» **Trecho do documento**

Quando a Rede Globo começou a despontar como líder no seu setor, amparada pela maciça
audiência (a aproveitar-se dos primeiros sinais de decadência da TV Record e com
a estagnação da TV Tupi (neste caso, apesar do seu retumbante sucesso recente, obtido mediante
a exibição da sua considerada revolucionária telenovela, "Beto Rockfeller"), tal crescimento foi sem dúvida motivado pela ascensão de seu núcleo de dramaturgia, que avançara muito e também graças ao sucesso retumbante da telenovela, "Irmãos Coragem".
Claro que devemos considerar os fatores extra-operacionais que levaram a Globo à liderança (os constantes incêndios de estúdios que garantiam a parte operacional de emissoras concorrentes, opor exemplo), no entanto, a se pensar apenas no fator artístico, foi com as novelas que a Globo sobressaiu-se, e dentro desse conceito, o filão das trilhas sonoras exclusivas para tal veículo, despertou-lhe a atenção.
Claro que devemos considerar os fatores extra-operacionais que levaram a Globo à liderança (os constantes incêndios de estúdios que garantiam a parte operacional de emissoras concorrentes, opor exemplo), no entanto, a se pensar apenas no fator artístico, foi com as novelas que a Globo sobressaiu-se, e dentro desse conceito, o filão das trilhas sonoras exclusivas para tal veículo, despertou-lhe a atenção.
Eu já citei o exemplo da telenovela, Beto Rockfeller anteriormente, mas cabe
relembrar que o fato dessa produção da TV Tupi, ter usado o conceito da trilha
sonora exclusiva, com músicas escolhidas a dedo para a sua trilha sonora e com a
repetição de certas canções para marcar personagens, só reforçou tal ideia, para que a TV Globo iniciasse uma forte investida em tal filão .

» **Dados extraídos**
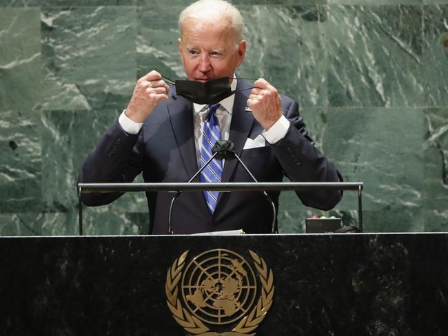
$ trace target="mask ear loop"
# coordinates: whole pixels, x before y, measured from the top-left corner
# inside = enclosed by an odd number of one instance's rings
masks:
[[[247,79],[247,78],[241,78],[241,79]],[[250,78],[249,78],[249,79],[250,79]],[[242,92],[243,91],[246,91],[246,90],[252,90],[252,89],[261,89],[261,87],[258,87],[258,86],[253,86],[252,87],[247,87],[247,89],[243,89],[243,90],[238,90],[238,91],[235,90],[235,91],[234,91],[234,93],[235,93],[235,92]],[[283,111],[283,112],[287,112],[286,109],[283,109],[283,107],[282,107],[282,111]]]
[[[162,74],[161,74],[160,75],[162,76],[162,78],[163,78],[163,79],[165,80],[165,81],[166,81],[168,84],[171,84],[172,85],[174,85],[176,84],[176,82],[175,82],[174,81],[173,81],[172,79],[169,78],[167,77],[166,76],[163,76]]]

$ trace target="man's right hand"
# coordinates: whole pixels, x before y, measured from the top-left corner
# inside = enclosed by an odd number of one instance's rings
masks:
[[[143,123],[157,104],[168,103],[169,90],[159,72],[155,70],[148,72],[137,81],[125,112],[126,116],[134,123]]]

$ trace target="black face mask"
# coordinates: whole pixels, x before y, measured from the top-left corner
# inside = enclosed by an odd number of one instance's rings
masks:
[[[216,104],[236,92],[232,91],[229,77],[212,79],[206,82],[176,81],[175,83],[177,94],[201,105]]]

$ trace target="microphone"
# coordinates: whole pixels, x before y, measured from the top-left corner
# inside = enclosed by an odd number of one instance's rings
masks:
[[[244,169],[251,177],[251,178],[254,180],[254,182],[258,183],[258,181],[256,180],[256,178],[255,178],[255,176],[252,175],[252,174],[250,172],[249,169],[246,167],[246,165],[244,164],[243,160],[240,158],[240,157],[236,154],[236,149],[235,149],[235,145],[232,141],[227,140],[218,140],[215,143],[214,146],[213,146],[213,148],[212,148],[212,153],[213,154],[213,155],[210,158],[210,160],[207,161],[205,164],[201,167],[201,169],[193,176],[193,177],[190,179],[187,183],[191,183],[191,182],[193,180],[194,180],[196,178],[196,176],[199,175],[201,172],[215,158],[217,160],[223,160],[223,159],[232,160],[236,158],[238,160],[238,162],[243,166]],[[181,195],[181,191],[177,191],[176,195],[174,195],[172,200],[171,200],[171,204],[170,204],[170,212],[168,213],[168,234],[169,235],[172,235],[174,233],[174,232],[172,231],[172,209],[174,204],[174,202],[176,201],[177,198]],[[272,207],[272,213],[274,214],[274,216],[272,218],[271,233],[278,233],[278,229],[276,223],[276,219],[277,218],[277,211],[275,208],[275,204],[274,204],[274,201],[272,200],[272,199],[270,198],[270,196],[267,194],[266,191],[263,191],[263,193],[265,196],[265,198],[266,198],[267,202],[269,202],[271,204],[271,206]]]
[[[445,57],[448,59],[448,32],[444,32],[440,35],[440,46]]]

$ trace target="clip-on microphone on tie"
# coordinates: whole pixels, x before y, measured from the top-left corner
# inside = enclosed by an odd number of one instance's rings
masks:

» **Tarefa**
Transcreva sem nenhuma alteração a parte do texto sobre a liderança da Rede Globo que começa nas palavras "Eu já citei" e termina depois de "tal filão .".

» **Solução abaixo**
Eu já citei o exemplo da telenovela, Beto Rockfeller anteriormente, mas cabe
relembrar que o fato dessa produção da TV Tupi, ter usado o conceito da trilha
sonora exclusiva, com músicas escolhidas a dedo para a sua trilha sonora e com a
repetição de certas canções para marcar personagens, só reforçou tal ideia, para que a TV Globo iniciasse uma forte investida em tal filão .